- _Problem to work on_:
Below are the records; copy every line in them that holds the string "instance".

╭─ Dataset content

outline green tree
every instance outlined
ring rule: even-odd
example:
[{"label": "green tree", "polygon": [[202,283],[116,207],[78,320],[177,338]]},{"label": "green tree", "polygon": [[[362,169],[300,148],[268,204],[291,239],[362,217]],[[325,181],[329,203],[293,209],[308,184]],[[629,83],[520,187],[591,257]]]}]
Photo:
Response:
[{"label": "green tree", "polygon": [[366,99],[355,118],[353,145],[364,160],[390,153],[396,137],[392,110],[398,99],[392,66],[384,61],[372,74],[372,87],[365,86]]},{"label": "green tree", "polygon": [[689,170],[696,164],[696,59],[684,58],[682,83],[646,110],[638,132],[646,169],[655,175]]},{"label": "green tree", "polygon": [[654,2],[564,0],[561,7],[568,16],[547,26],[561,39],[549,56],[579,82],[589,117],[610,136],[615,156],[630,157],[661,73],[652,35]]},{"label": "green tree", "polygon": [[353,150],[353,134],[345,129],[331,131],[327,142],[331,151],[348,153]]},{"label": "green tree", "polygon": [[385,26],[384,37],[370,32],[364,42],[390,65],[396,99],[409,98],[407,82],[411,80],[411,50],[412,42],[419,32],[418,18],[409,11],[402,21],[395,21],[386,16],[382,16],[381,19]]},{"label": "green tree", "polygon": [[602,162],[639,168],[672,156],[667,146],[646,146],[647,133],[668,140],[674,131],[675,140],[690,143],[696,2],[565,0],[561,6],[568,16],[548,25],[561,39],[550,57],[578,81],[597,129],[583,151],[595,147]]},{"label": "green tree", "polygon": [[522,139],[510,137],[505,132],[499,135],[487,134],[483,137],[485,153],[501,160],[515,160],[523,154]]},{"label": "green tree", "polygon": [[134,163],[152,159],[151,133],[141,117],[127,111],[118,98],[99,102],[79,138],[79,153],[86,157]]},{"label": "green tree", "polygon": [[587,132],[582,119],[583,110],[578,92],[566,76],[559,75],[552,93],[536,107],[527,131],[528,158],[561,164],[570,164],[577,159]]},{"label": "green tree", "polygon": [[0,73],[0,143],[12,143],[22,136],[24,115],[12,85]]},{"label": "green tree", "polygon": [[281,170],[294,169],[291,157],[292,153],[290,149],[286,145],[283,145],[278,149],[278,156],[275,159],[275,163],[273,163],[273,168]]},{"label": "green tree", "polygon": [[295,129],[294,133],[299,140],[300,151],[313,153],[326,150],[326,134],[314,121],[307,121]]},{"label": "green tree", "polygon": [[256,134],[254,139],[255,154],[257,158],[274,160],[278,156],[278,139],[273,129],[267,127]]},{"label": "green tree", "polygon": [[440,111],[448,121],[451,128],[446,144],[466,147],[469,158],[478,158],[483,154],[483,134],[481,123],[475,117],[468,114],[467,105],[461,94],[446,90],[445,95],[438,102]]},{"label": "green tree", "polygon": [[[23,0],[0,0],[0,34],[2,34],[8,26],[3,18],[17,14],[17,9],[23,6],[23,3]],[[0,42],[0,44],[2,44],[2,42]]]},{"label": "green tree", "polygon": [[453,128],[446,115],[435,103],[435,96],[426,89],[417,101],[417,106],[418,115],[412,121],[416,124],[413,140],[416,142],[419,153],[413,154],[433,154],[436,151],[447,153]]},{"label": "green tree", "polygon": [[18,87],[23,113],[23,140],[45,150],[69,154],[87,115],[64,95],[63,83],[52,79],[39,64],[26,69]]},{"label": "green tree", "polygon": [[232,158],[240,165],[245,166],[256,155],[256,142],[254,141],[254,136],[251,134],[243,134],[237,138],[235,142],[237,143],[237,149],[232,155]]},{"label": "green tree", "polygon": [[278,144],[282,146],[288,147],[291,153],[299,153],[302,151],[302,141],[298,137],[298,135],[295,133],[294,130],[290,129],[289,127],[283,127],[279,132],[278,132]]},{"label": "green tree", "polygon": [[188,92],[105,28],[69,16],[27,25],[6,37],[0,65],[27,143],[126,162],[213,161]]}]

╰─
╭─ Dataset content

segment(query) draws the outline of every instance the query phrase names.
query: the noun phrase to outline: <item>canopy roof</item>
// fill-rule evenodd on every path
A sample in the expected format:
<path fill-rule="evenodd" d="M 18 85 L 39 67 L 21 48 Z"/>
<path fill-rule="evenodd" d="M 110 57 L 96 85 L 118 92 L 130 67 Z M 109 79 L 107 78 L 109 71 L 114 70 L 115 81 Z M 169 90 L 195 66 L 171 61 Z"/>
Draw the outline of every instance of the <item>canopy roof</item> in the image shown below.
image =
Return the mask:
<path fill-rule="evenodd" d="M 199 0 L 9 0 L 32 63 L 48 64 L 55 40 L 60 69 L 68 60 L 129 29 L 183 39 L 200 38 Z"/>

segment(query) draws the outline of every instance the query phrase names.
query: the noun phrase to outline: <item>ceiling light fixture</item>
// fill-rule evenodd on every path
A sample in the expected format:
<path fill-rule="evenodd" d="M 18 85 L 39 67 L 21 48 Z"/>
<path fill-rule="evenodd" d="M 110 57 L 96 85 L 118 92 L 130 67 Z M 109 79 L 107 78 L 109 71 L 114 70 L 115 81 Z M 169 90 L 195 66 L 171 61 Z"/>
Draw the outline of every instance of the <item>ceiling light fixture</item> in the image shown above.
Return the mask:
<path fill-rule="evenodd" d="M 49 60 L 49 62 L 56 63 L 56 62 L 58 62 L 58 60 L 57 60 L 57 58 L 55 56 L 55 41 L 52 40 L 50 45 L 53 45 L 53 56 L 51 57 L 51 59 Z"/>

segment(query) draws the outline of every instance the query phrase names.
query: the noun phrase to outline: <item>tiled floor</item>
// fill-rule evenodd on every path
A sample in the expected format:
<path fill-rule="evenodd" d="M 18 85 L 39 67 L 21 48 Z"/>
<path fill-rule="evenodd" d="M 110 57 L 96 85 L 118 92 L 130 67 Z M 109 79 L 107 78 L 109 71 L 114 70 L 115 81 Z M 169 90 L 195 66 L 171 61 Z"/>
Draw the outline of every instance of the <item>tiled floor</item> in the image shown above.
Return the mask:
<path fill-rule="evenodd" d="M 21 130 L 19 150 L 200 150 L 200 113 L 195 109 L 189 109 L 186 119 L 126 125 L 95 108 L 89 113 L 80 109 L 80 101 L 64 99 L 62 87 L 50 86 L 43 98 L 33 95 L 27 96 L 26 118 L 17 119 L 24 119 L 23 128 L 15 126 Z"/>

╰─

- _Answer to the problem_:
every instance outlined
segment(query) draws the outline of every instance the query phrase names.
Draw the outline of every instance of the <item>canopy roof</item> in the image shown below.
segment(query) draws the outline of every instance the query phrase names.
Draw the outline of every instance of the <item>ceiling light fixture</item> in the image shown above.
segment(query) draws the outline of every instance the query phrase names.
Draw the outline of every instance of the <item>tiled floor</item> in the image shown above.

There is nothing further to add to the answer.